[Location identification entries]
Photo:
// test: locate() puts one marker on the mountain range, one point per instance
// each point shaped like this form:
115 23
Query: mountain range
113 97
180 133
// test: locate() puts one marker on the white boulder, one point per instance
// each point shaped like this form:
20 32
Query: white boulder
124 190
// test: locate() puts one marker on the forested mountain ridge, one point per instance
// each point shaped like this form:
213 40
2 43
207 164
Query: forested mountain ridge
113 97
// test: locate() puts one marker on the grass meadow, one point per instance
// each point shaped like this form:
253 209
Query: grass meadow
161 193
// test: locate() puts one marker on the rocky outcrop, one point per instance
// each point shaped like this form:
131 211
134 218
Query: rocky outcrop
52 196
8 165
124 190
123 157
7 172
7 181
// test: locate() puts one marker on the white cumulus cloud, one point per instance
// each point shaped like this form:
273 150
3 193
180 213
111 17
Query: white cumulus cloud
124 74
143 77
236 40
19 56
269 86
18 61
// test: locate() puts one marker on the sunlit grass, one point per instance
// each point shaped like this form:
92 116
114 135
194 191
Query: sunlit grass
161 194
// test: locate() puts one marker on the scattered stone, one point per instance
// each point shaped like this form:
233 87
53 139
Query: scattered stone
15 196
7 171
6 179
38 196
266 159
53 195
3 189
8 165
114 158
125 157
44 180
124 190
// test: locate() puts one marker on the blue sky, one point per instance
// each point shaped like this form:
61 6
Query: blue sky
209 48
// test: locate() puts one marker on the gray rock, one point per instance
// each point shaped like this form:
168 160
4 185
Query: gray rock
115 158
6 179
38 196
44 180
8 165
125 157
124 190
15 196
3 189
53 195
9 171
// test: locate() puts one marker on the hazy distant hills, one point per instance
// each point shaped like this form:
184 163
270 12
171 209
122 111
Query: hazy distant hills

__GOAL__
Reproduce the records above exactly.

__ANSWER TO THE EXERCISE__
Photo:
// test: locate() puts one marker on the mountain range, one point per instance
// each point shaped like this form:
115 23
Query: mountain range
113 97
180 133
// test: locate() puts one marker on the white boulder, one point per instance
// each point shaped like this form:
20 32
Query: white boulder
124 190
// test: locate() puts one marker on the forested mountain ridge, one point per instance
// each point shaped like this form:
213 40
2 43
207 164
Query: forested mountain ridge
113 97
// test: locate() puts one marker on the grass meadow, one point per instance
// each point shaped like this form:
253 209
Query: grass meadow
161 193
// test: locate() puts one marker on the rocky outcrop, one point per instance
// each point shaped like this form:
131 211
134 218
Query: rocky outcrop
52 196
8 165
124 190
123 157
7 172
7 181
// test: locate() puts one marker on the white cumulus cloud, one point per instance
// each point shaped like this form:
273 150
3 193
180 213
111 17
Query: white cumulus cloud
124 74
143 77
236 40
19 56
269 86
18 61
// test: locate() puts one marker on the sunlit grass, one point per instance
// each point shaped like this form:
92 116
114 135
194 191
Query: sunlit grass
161 194
// test: locate() puts one marker on the scattered stone, one point per instance
// each point shaped like this form:
233 87
53 139
Query: scattered stone
15 196
7 171
6 179
38 196
266 159
53 195
3 189
8 165
114 158
125 157
44 180
124 190
// test: locate() puts one marker on the blue sky, one point per instance
// each point shaped like this form:
61 6
Query: blue sky
209 48
// test: locate() puts one marker on the gray rock, one point per instance
// each point shaped like this form:
168 160
4 185
Query: gray rock
115 158
6 179
38 196
44 180
8 165
125 157
124 190
15 196
3 189
53 195
9 171
// test: locate() puts one marker on the hazy distant hills, one point per instance
// each point shaped like this form:
184 163
270 12
171 209
122 111
Query: hazy distant hills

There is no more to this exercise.